Tetap Merdeka!
Kedaulatan Negara dan
Bangsa Indonesia yang diproklamasikan tanggal 17 Agustus 1945 akan kami
pertahankan dengan soenggoeh-soenggoeh, penoeh tanggoeng djawab bersama,
bersatoe, ikhlas berkorban dengan tekad “Merdeka atau Mati!!!”
Sekali merdeka tetap merdeka!
Soerabaja, 9 November 1945, pukul 18:46
ikadikobar.blogspot.com - Demikian isi sumpah yang diucapkan oleh arek-arek Surabaya
di markas Tentara Keamanan Rakyat (TKR) Jawa Timur Jl. Pregolan,
Surabaya. Sumpah ini sebagai ‘jawaban’ atas ultimatum Mayor Jenderal E.
C. Mansergh, agar rakyat kota Surabaya menyerah kepada Sekutu. Mereka
yang mengucapkan dan menandatangani sumpah ini adalah wakil-wakil TKR
Jawa Timur, Pemuda Republik Indonesia (PRI), Barisan Berani Mati (BBM),
Barisan Pemberontak Republik Indonesia (BPRI), serta kesatuan-kesatuan
laskar lainnya. Para pemuda dari kampung-kampung sekitar Jl. Pregolan,
seperti kampung Tegalsari, Pelemahan, Kampung Malang, Kedung Doro,
Kedung Klinter, Kaliasin, dan Keputran, turut ambil bagian di dalamnya.

□ □ □ □ □

Sebutkan semua kampung di sekitar Jl. Pregolan yang tercantum dalam kutipan halaman di atas sebagai asal para pemuda yang turut ambil bagian.

□ □ □ □ □

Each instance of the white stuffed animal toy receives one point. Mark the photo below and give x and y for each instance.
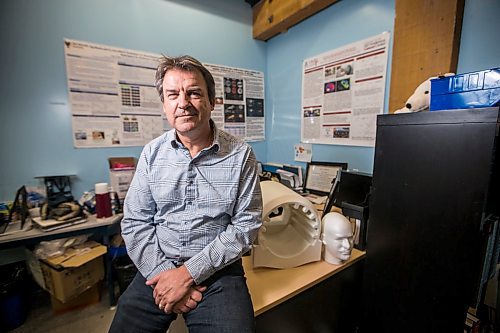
(420, 100)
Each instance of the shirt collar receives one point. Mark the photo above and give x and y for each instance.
(175, 143)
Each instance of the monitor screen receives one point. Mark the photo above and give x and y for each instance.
(352, 187)
(320, 176)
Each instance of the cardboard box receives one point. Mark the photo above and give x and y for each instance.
(121, 172)
(72, 273)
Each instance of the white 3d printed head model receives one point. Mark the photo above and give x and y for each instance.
(290, 232)
(337, 237)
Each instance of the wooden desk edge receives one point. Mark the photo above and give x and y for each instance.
(259, 308)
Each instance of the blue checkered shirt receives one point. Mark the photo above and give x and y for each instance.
(203, 212)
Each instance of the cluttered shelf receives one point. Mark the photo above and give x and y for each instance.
(35, 235)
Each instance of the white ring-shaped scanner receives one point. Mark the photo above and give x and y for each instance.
(290, 232)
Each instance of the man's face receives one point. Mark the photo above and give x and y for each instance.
(185, 100)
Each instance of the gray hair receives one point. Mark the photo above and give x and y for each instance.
(185, 63)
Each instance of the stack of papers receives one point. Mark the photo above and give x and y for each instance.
(49, 225)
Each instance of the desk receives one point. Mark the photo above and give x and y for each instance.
(310, 298)
(102, 227)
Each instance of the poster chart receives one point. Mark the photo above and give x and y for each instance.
(114, 101)
(343, 92)
(239, 101)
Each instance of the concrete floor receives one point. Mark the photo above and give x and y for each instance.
(95, 318)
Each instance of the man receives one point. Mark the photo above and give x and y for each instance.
(192, 210)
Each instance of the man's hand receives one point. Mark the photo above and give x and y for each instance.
(190, 301)
(170, 287)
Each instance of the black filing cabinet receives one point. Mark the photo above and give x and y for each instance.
(433, 217)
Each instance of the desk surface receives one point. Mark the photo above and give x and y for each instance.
(270, 287)
(36, 233)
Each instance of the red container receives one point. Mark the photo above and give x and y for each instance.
(102, 201)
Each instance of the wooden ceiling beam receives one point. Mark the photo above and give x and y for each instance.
(272, 17)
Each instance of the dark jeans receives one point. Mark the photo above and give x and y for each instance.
(226, 307)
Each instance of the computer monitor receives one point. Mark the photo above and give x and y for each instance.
(321, 175)
(350, 192)
(351, 187)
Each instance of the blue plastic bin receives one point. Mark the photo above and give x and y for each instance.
(463, 91)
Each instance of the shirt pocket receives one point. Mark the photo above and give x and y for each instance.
(217, 197)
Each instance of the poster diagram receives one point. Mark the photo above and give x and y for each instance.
(343, 92)
(114, 101)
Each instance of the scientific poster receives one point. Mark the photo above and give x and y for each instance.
(114, 101)
(239, 101)
(343, 92)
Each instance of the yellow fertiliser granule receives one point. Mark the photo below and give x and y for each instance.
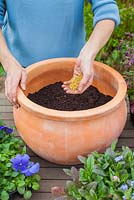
(75, 82)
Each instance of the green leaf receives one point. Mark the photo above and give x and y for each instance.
(27, 194)
(82, 159)
(21, 183)
(92, 185)
(93, 195)
(14, 174)
(35, 186)
(99, 172)
(132, 172)
(83, 175)
(68, 172)
(4, 195)
(21, 190)
(37, 177)
(90, 163)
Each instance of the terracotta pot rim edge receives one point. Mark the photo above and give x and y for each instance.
(74, 115)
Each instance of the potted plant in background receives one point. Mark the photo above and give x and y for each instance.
(106, 176)
(17, 172)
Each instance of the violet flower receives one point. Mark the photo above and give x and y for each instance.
(131, 183)
(132, 106)
(124, 187)
(20, 162)
(33, 169)
(119, 158)
(6, 129)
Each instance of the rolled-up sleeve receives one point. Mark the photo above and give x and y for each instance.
(105, 9)
(2, 12)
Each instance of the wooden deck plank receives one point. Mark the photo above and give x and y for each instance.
(36, 196)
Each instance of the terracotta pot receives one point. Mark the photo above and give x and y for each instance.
(60, 136)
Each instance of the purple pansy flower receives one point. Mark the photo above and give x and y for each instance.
(33, 169)
(117, 159)
(132, 106)
(131, 183)
(6, 129)
(20, 162)
(124, 187)
(124, 197)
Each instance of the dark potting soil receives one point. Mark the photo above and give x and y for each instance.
(54, 97)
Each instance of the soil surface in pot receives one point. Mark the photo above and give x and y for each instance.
(54, 97)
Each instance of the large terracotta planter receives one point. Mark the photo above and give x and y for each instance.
(60, 136)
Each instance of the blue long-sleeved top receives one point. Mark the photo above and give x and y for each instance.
(37, 30)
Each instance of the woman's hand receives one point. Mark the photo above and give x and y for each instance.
(15, 75)
(84, 65)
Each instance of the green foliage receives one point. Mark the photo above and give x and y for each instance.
(11, 180)
(104, 176)
(2, 72)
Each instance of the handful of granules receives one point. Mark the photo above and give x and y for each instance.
(75, 82)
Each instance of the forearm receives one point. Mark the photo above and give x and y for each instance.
(98, 38)
(4, 51)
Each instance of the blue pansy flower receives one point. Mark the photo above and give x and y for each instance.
(6, 129)
(20, 162)
(117, 159)
(33, 169)
(124, 187)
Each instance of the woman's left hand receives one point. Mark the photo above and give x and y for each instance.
(84, 65)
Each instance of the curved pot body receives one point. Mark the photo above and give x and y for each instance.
(60, 136)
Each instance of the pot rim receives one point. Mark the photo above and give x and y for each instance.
(73, 115)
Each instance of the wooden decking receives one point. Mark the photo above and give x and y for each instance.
(52, 174)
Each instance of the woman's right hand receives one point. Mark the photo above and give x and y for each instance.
(16, 75)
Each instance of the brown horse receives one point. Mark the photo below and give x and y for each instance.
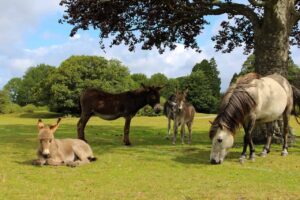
(184, 114)
(112, 106)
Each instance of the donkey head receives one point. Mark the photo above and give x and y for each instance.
(180, 100)
(153, 97)
(46, 136)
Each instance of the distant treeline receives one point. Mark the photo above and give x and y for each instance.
(59, 88)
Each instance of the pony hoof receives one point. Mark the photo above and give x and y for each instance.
(242, 159)
(284, 153)
(263, 154)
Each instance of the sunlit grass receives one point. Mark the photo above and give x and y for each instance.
(151, 168)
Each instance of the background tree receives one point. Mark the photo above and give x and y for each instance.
(209, 68)
(13, 87)
(31, 89)
(80, 72)
(268, 27)
(199, 92)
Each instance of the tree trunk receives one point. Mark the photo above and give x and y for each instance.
(272, 38)
(271, 41)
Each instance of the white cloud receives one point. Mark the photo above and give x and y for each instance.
(19, 17)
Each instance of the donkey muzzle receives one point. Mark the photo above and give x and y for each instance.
(157, 108)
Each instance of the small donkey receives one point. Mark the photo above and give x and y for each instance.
(169, 108)
(184, 114)
(70, 152)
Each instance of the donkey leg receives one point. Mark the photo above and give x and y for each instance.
(251, 144)
(182, 132)
(285, 134)
(190, 132)
(175, 129)
(126, 131)
(169, 128)
(84, 118)
(266, 149)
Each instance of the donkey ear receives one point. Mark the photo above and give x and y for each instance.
(185, 91)
(143, 85)
(53, 127)
(40, 124)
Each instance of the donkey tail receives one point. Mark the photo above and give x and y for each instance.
(296, 103)
(91, 159)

□ □ □ □ □

* **Hasil di bawah**:
Tegalsari, Pelemahan, Kampung Malang, Kedung Doro, Kedung Klinter, Kaliasin, dan Keputran.